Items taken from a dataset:
┌──
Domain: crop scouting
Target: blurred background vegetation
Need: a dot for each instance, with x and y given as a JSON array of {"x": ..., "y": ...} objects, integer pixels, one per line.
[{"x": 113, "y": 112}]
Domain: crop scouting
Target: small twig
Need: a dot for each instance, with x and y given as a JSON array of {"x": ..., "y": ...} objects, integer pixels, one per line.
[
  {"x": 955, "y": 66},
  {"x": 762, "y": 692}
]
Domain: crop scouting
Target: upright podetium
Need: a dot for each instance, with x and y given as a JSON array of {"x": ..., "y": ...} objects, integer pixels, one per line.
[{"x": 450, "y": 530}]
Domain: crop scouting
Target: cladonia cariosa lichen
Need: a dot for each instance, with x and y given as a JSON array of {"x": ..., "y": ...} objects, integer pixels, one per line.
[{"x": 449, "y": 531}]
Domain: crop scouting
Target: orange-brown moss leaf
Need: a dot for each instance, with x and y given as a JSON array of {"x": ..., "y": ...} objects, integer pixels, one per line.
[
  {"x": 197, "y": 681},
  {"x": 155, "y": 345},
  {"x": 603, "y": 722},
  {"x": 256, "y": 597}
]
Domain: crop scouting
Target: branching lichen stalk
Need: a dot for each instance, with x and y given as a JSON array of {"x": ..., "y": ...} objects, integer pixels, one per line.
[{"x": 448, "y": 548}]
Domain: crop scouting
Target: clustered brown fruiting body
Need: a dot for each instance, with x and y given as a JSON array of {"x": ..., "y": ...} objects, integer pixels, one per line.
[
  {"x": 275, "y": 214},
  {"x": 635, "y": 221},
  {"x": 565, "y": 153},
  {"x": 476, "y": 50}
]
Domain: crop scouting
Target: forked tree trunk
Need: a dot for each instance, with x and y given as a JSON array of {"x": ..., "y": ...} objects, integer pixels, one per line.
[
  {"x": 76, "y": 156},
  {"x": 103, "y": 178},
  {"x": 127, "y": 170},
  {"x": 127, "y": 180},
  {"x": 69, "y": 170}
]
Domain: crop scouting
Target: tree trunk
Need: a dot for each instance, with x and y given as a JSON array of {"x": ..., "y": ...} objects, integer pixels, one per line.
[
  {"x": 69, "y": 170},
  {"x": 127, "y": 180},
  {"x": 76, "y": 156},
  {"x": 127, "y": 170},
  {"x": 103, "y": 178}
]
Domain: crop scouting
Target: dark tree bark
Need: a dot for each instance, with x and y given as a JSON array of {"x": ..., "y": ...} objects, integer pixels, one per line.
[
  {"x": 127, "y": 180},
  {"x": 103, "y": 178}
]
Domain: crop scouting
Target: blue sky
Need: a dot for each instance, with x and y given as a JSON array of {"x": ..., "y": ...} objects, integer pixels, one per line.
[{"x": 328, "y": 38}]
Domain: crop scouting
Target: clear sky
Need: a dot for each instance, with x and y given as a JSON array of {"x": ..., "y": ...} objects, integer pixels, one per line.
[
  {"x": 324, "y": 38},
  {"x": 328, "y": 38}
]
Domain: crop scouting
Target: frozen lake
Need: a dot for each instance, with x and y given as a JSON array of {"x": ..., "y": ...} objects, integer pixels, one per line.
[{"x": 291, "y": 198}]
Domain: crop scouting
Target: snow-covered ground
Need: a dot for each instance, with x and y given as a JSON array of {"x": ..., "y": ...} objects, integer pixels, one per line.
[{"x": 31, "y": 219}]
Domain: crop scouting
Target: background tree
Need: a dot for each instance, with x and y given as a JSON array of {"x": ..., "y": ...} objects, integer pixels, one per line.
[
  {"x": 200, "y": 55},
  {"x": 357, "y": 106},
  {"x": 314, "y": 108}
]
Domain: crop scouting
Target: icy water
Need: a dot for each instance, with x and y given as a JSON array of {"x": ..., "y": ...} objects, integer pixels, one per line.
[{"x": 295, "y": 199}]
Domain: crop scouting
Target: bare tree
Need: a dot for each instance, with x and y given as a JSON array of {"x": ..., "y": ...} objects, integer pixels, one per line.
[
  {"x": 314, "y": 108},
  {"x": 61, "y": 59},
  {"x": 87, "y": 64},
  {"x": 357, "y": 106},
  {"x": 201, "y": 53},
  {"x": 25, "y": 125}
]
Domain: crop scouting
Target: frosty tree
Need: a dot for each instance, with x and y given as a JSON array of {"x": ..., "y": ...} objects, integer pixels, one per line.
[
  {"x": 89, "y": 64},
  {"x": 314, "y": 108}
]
└──
EXERCISE GOAL:
Pull out each line above that contains the word "trunk", with matching case.

EXERCISE SOLUTION:
Target: forked tree trunk
Target: tree trunk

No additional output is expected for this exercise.